An exact copy of all the data, minus the images, is required.

────────

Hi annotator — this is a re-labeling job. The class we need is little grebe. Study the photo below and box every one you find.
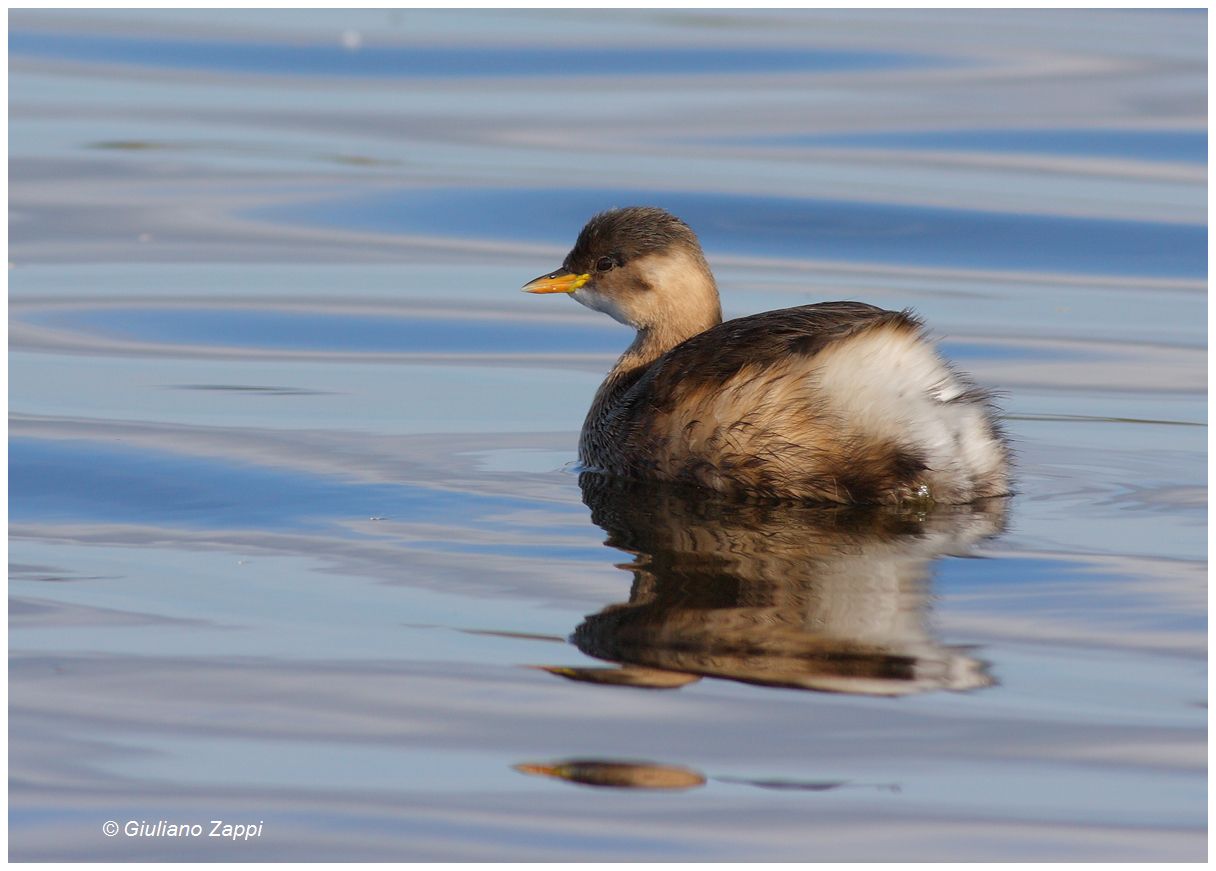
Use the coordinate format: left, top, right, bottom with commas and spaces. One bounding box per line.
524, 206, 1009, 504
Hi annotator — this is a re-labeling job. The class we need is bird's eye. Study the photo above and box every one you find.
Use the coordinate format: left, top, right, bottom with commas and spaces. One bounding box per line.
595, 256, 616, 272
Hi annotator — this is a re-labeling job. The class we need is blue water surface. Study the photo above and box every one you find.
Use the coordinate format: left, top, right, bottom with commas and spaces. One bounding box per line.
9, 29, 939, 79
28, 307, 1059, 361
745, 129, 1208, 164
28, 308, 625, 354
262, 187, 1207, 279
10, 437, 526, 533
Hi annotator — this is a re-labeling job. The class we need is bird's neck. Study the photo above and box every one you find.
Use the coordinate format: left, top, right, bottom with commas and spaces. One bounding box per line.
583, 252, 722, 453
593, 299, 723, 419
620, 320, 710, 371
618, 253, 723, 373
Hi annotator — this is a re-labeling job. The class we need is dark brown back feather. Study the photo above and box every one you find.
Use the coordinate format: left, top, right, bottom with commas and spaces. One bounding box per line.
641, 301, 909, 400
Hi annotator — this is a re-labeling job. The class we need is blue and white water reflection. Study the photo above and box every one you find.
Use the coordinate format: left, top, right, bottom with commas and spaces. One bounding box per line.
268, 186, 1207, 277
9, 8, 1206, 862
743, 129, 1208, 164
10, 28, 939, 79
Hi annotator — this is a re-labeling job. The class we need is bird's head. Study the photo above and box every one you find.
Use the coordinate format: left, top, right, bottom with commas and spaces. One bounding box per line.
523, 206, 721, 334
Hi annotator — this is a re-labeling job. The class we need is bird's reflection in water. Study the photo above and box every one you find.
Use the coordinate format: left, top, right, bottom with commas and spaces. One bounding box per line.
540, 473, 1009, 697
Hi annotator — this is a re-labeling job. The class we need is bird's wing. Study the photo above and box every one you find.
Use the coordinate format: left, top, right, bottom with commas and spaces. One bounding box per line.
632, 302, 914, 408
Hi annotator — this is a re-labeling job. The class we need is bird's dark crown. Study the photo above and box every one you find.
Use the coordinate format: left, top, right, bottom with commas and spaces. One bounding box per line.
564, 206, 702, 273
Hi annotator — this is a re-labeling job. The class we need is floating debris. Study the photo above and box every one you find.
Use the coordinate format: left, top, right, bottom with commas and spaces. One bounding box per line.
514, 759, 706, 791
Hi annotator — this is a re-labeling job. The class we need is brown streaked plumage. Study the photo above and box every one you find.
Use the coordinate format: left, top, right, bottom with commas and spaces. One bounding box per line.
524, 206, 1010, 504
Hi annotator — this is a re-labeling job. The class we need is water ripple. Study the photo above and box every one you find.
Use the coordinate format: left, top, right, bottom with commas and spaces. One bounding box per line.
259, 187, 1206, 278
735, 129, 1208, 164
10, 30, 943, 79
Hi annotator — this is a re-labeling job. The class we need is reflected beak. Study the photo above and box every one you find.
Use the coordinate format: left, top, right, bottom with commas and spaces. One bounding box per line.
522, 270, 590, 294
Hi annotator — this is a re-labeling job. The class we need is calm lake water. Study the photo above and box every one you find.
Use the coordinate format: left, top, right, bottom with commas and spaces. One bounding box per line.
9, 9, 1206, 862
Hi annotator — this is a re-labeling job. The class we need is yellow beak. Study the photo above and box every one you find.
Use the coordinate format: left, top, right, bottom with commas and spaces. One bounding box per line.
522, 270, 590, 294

────────

## Your response
Hi annotator — this is a re-labeling job. The class we need is little grebe. Study the photo below and box every one you find.
Use the coordinate format: left, top, right, bottom with commas and spaces. One bounding box per line.
524, 206, 1009, 504
Hi annotator — this is a re-labeling job. The class we need is bird's eye. Study the photo above and box every one you find.
Use the coordinate format: left, top, right, bottom with commas and spaces. One bounding box per line.
595, 256, 616, 272
Hi annotator — this is a re-labeling job. The class we need is blue water surface. Study the photo above and box every one you find.
Use the coordinate format: left, top, right, bottom with commas and spaces. One bounding box per line.
9, 29, 939, 79
28, 307, 1059, 361
745, 129, 1208, 164
28, 308, 625, 354
262, 187, 1207, 279
10, 437, 526, 533
Hi annotator — this is a re-labeling job. The class we need is bird's neck. Study the photo above and box every one you find.
Use the coordinate format: left, top, right, bottom with commas and spaces. One bounding box per line.
583, 252, 722, 453
593, 299, 723, 419
620, 320, 710, 371
618, 253, 723, 373
Hi annotator — this is a re-labeling job. The class we need is dark brown back feather. Study the photo above and box every one you find.
Use the coordinate format: left, top, right, bottom with commas and spaces. One bounding box per line.
641, 301, 909, 400
Hi annotator — this is a re-labeling job. The class we need is blue and white water reflection. Study the photo above and box every one you find.
Use the coordinate format: left, top, right, bottom with commas and spaces. One bounding box per line.
268, 186, 1207, 277
9, 8, 1206, 862
743, 129, 1208, 164
10, 28, 939, 79
Hi annotator — this is a re-labeling job. The class we need is bird's head. Study the photo above and box every one you find.
Use the coordinate format: left, top, right, bottom with commas and spaces. One bounding box per line.
523, 206, 721, 334
Hi annotator — this is a re-labeling job. The class we need is bird's reflection in water. Study the photo above and box every one you find.
Use the coordinate format: left, top, right, bottom with commas and spaces. One bounding box per line.
540, 473, 1009, 697
Hi annotator — this is a re-labeling job. The class we need is bird's wing. Study the photo above and box every one you find.
Use the coordinate format: left, top, right, bottom with commas and spaces. One bounding box per line.
632, 302, 914, 408
Hi annotator — this is a re-labeling job. The class we need is bird's dark crown. Study the photo above and box every one you find.
Use the coordinate format: left, top, right, bottom with commas and spaces. One bounding box per line.
564, 206, 702, 273
Hi annotator — this is a re-labeling job. The class we need is floating debris. Study the photo above and box every one you find.
Use the coordinate format: left, top, right, bottom with commas and spaces. One bounding box per line.
514, 759, 706, 791
Hi annotator — this is a re-labeling job. The class we need is brown streaked plumage. Study the photo above and box every one you find.
Use the coordinate format: left, top, right, bottom with commas and spaces. One bounding box per line.
524, 206, 1010, 504
Hi annotator — this is a re-labeling job. The class we need is water ripple. Study the photo above and box every one you find.
Use the coordinate format: left, top, right, bottom with commas and spaces. One bounding box per line.
259, 187, 1206, 278
735, 129, 1208, 164
10, 30, 943, 79
Hi annotator — this is a re-labeling job. The class we need is reflected beak. Study the photo above and box every one you find.
Use the coordinate format: left, top, right, bottom with commas and spaces. One bounding box per line.
522, 270, 590, 294
Hi annotator — this is a re-labeling job. The class we need is calm lake water. Study the photo above and box every one you find.
Use the coordinate format: left, top, right, bottom with commas and spaces. One bounding box per line.
9, 9, 1206, 862
Hi annotator — this is a re-labeling job. The class we need is yellow beak. Study the photo above and box every one you find.
Use the coordinate format: left, top, right, bottom with commas and spaces. One bounding box per line.
522, 270, 590, 294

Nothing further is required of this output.